(Saved entries)
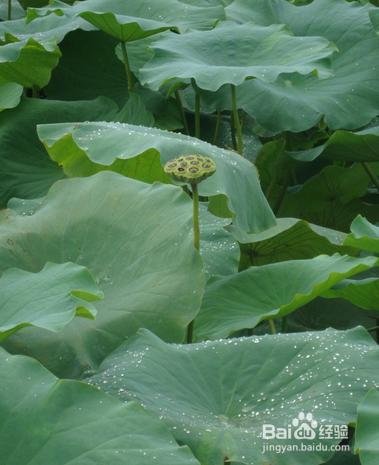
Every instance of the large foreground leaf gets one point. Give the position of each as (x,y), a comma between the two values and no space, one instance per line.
(25,169)
(83,149)
(367,436)
(216,396)
(49,299)
(45,421)
(137,241)
(349,99)
(209,56)
(244,299)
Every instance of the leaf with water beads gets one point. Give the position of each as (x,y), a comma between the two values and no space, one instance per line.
(136,240)
(215,396)
(84,148)
(46,421)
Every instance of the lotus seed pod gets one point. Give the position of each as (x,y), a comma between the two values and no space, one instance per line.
(191,169)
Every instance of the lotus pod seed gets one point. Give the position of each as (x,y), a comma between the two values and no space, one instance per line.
(191,169)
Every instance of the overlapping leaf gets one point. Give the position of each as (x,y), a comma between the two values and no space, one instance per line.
(346,146)
(363,293)
(243,300)
(216,396)
(290,239)
(83,149)
(367,438)
(49,299)
(129,20)
(44,420)
(364,235)
(136,239)
(349,99)
(332,198)
(209,56)
(25,169)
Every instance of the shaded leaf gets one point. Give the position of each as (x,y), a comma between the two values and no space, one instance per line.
(44,420)
(49,299)
(364,235)
(25,169)
(243,300)
(136,239)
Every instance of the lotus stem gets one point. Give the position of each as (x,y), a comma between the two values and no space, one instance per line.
(191,169)
(128,71)
(236,120)
(182,112)
(196,224)
(272,326)
(370,174)
(217,128)
(197,109)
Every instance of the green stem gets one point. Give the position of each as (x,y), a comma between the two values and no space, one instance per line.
(182,112)
(128,71)
(196,224)
(272,326)
(217,128)
(196,242)
(370,174)
(236,120)
(197,109)
(35,92)
(284,324)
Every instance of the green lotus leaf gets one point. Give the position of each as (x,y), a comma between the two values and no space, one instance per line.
(290,239)
(216,396)
(258,293)
(84,148)
(10,94)
(45,421)
(348,99)
(333,198)
(88,68)
(209,56)
(363,293)
(27,62)
(25,169)
(367,438)
(346,146)
(219,250)
(364,235)
(142,263)
(47,30)
(16,11)
(128,20)
(49,299)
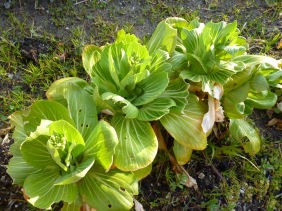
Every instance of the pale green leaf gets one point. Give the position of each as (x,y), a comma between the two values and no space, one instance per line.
(259,83)
(185,127)
(74,142)
(101,144)
(35,152)
(108,191)
(40,188)
(165,35)
(153,86)
(44,109)
(127,107)
(137,145)
(81,105)
(77,173)
(155,109)
(19,169)
(233,101)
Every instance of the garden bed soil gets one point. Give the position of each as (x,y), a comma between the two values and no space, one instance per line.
(157,191)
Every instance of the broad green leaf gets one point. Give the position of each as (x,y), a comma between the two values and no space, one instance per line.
(182,153)
(259,83)
(43,193)
(108,191)
(153,86)
(19,169)
(90,56)
(44,109)
(165,35)
(35,152)
(159,62)
(155,109)
(71,207)
(127,107)
(243,132)
(77,172)
(177,90)
(264,100)
(80,102)
(137,145)
(142,173)
(233,101)
(66,137)
(185,127)
(101,144)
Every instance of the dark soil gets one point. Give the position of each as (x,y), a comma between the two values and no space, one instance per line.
(157,191)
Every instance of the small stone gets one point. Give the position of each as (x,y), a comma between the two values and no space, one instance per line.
(201,175)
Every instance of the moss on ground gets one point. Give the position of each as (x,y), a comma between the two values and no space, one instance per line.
(41,42)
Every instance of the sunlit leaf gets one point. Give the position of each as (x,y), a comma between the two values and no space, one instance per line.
(137,145)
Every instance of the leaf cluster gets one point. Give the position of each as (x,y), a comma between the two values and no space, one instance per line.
(187,77)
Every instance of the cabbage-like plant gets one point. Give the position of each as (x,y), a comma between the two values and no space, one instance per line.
(135,87)
(212,58)
(63,153)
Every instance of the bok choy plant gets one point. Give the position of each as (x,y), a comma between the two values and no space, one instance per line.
(63,153)
(134,86)
(213,59)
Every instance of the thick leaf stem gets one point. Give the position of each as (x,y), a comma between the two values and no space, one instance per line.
(191,182)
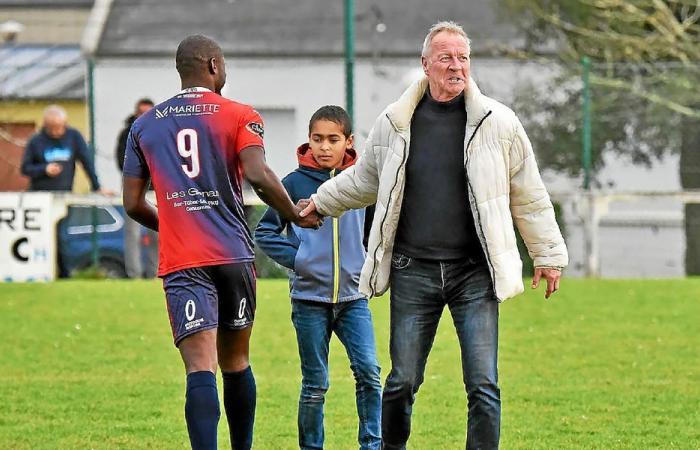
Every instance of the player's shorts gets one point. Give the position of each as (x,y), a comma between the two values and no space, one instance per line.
(202,298)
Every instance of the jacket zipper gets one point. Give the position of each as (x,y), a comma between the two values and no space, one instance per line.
(336,255)
(470,190)
(373,274)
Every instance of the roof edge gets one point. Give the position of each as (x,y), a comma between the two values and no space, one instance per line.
(95,27)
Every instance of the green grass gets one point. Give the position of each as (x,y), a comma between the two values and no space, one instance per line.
(606,365)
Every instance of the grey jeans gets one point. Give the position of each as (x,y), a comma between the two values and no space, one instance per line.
(420,289)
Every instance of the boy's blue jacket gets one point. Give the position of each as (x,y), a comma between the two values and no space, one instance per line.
(326,263)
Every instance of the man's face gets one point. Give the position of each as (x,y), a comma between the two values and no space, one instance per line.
(328,143)
(55,126)
(143,108)
(447,65)
(220,77)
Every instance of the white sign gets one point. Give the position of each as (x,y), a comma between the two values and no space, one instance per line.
(27,237)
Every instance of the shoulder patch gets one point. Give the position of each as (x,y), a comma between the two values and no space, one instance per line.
(256,128)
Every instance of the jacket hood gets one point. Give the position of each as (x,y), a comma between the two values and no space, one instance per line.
(306,159)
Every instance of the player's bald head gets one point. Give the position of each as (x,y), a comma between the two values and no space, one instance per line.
(194,53)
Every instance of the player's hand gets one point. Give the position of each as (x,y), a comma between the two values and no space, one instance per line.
(105,192)
(308,208)
(550,274)
(53,169)
(308,219)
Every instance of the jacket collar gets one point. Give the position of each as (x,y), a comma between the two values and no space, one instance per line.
(401,111)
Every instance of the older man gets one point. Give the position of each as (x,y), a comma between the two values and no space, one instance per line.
(50,156)
(450,170)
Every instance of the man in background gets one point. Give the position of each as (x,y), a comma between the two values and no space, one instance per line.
(138,241)
(50,156)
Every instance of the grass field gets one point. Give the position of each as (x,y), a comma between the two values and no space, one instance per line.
(607,365)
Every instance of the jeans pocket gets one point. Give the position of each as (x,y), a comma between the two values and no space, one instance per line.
(399,261)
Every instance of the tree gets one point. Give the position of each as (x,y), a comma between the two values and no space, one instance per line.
(645,78)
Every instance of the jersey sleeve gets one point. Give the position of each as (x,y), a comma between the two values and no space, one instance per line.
(250,130)
(134,161)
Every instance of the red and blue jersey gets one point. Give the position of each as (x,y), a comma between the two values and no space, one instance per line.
(189,147)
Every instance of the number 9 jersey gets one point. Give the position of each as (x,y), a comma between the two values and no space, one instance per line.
(189,147)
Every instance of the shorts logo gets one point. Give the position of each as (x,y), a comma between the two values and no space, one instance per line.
(190,309)
(241,308)
(256,128)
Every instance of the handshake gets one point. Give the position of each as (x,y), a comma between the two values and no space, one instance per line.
(306,214)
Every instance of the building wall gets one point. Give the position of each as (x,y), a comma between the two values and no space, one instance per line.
(289,90)
(48,25)
(18,111)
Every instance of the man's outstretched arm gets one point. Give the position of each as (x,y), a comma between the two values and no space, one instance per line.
(270,189)
(135,203)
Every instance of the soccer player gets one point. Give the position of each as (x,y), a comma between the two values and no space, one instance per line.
(196,147)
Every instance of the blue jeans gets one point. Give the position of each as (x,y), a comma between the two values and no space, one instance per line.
(420,289)
(352,323)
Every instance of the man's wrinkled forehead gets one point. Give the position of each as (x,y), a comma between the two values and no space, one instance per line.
(444,41)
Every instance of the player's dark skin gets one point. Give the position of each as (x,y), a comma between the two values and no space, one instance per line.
(228,349)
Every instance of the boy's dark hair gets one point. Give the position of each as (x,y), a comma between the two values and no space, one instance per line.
(145,101)
(335,114)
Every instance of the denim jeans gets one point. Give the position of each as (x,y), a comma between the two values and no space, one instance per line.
(420,289)
(352,323)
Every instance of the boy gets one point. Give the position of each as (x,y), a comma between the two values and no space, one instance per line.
(325,269)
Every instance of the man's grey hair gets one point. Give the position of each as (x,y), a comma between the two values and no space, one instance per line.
(444,25)
(55,111)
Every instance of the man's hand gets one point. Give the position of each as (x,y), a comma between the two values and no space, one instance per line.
(309,207)
(308,220)
(551,275)
(53,169)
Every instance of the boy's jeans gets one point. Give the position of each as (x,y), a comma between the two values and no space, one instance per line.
(420,289)
(352,323)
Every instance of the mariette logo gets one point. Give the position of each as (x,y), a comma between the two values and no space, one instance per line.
(198,109)
(160,113)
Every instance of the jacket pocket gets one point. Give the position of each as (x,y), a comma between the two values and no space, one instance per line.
(399,261)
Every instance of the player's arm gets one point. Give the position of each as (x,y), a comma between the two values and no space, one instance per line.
(270,189)
(135,183)
(135,203)
(83,155)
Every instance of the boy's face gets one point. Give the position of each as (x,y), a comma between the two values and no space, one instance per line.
(328,143)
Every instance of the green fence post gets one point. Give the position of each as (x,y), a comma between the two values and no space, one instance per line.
(91,119)
(350,58)
(586,131)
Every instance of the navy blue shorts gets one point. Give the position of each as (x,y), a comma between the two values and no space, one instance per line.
(202,298)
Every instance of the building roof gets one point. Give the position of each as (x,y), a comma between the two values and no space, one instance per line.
(286,28)
(46,72)
(47,3)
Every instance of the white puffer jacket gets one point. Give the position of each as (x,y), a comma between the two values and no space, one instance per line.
(504,187)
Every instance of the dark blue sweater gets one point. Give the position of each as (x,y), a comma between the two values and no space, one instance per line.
(43,149)
(312,255)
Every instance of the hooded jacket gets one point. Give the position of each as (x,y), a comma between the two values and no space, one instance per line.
(504,189)
(325,264)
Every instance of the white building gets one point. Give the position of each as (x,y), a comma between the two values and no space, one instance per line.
(286,59)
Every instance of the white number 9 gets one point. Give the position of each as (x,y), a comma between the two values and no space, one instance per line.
(189,148)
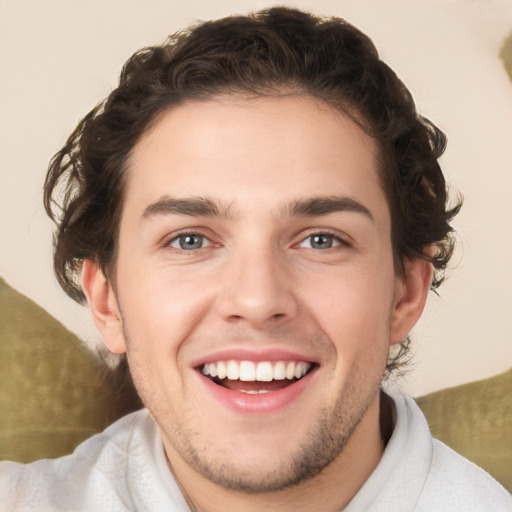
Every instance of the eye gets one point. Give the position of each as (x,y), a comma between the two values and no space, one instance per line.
(320,241)
(189,242)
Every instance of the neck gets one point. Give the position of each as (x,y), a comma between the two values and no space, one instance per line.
(331,490)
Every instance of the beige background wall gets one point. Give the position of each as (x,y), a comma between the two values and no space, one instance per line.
(59,57)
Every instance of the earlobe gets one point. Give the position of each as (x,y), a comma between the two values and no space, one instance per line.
(410,297)
(103,305)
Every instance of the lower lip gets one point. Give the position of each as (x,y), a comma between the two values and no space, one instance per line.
(261,403)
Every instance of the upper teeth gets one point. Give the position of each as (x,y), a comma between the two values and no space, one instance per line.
(264,371)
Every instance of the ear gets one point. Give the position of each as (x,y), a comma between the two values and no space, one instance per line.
(103,305)
(410,296)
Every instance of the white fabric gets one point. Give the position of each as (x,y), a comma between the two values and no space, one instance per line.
(124,469)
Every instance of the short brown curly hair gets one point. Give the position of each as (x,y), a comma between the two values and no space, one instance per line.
(261,54)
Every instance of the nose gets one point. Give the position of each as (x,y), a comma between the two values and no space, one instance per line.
(258,289)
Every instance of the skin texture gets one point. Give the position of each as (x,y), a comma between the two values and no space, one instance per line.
(259,283)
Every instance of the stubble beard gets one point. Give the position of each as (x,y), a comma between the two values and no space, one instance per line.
(324,444)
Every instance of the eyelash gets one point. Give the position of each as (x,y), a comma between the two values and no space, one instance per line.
(335,240)
(185,234)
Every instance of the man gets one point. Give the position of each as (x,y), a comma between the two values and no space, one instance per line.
(255,216)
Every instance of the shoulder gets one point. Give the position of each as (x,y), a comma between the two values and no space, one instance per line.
(457,484)
(452,482)
(94,471)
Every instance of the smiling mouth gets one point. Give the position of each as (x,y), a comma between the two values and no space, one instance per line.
(256,378)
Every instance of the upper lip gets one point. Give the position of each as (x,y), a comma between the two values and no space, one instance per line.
(253,354)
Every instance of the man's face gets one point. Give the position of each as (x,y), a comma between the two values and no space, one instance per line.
(255,244)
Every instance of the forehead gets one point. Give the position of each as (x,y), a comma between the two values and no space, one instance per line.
(249,153)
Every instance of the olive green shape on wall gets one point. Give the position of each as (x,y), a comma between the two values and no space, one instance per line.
(506,55)
(475,420)
(54,391)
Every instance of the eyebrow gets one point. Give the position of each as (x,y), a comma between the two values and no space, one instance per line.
(325,205)
(194,206)
(305,207)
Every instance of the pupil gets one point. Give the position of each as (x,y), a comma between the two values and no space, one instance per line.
(191,242)
(321,242)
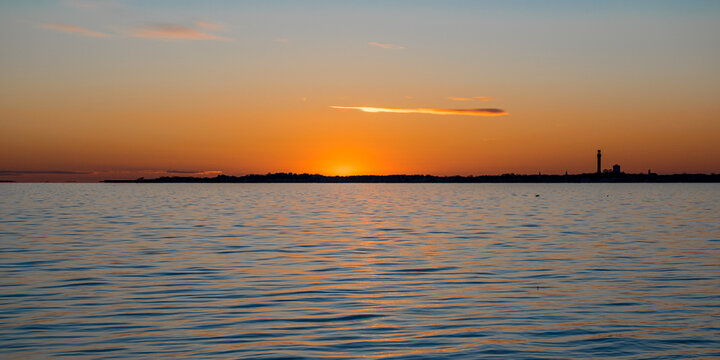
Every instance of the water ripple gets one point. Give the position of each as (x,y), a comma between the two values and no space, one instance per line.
(345,271)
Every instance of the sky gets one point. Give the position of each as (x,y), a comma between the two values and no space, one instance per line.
(121,89)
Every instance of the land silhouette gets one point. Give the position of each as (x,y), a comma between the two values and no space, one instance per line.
(607,177)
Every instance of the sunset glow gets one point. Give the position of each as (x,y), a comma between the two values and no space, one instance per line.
(94,89)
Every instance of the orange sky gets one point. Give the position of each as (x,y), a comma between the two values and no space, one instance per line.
(123,89)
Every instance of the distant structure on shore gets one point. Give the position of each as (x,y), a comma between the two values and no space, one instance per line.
(615,169)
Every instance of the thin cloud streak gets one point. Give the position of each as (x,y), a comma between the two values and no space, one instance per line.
(474,98)
(176,32)
(386,46)
(72,29)
(470,112)
(42,172)
(210,26)
(93,4)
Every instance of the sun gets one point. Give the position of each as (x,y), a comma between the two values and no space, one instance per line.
(343,170)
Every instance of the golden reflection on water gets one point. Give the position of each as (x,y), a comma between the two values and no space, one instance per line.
(359,270)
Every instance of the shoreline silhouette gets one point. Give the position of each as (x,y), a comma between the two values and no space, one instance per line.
(505,178)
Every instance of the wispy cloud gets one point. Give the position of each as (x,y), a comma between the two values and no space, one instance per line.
(386,46)
(75,30)
(42,172)
(474,98)
(93,4)
(210,26)
(471,112)
(200,172)
(176,32)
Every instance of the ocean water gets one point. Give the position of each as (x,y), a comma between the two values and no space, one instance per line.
(345,271)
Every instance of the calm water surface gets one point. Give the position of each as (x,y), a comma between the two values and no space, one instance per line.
(399,271)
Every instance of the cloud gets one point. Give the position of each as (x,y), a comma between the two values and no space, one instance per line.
(386,46)
(75,30)
(176,32)
(475,98)
(210,26)
(93,4)
(43,172)
(470,112)
(202,172)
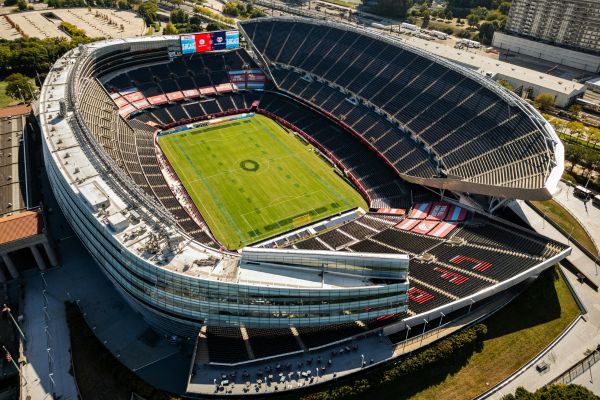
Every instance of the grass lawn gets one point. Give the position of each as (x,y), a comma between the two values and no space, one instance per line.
(6,101)
(566,221)
(515,335)
(251,179)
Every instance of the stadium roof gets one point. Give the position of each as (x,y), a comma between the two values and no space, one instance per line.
(519,173)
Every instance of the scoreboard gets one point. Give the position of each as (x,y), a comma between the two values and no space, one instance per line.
(208,41)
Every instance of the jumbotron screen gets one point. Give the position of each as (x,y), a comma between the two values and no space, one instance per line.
(201,42)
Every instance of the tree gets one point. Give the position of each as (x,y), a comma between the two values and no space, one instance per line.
(472,20)
(575,109)
(149,11)
(19,87)
(504,7)
(573,154)
(544,101)
(486,32)
(506,85)
(575,128)
(170,29)
(481,12)
(593,135)
(231,8)
(178,16)
(393,8)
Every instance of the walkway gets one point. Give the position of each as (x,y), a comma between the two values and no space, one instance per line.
(585,335)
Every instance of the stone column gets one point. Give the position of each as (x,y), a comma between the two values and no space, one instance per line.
(39,260)
(14,273)
(51,255)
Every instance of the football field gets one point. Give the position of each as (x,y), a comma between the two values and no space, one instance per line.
(252,179)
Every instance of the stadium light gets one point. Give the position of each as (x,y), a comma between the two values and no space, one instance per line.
(6,309)
(423,333)
(440,325)
(406,338)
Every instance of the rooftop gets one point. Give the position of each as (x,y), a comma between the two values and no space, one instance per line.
(19,226)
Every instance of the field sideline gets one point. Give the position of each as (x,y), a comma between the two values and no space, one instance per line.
(251,179)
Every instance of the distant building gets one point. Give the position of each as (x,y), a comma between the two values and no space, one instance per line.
(574,23)
(564,32)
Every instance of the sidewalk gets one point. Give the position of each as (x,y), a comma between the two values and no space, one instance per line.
(577,257)
(587,214)
(586,332)
(584,335)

• **Problem**
Would you reproduce, word for word, the lines from the one holding "Every instance of the field" through the final line of the entries, both included?

• **Finished exercise**
Every instance of the field sideline gets one point. Give the position of each as (x,y), a comma between the two values and no space, one instance per line.
(251,179)
Every instance of the distant building gets one point. Give the position of each as (x,y), a comma between the two values and no space, one instance per line.
(574,23)
(564,32)
Every instance of the sidewalk gets one point. Give the position of each as (x,y), a comma between the two values and no space, one instance per line.
(577,257)
(587,214)
(586,332)
(584,335)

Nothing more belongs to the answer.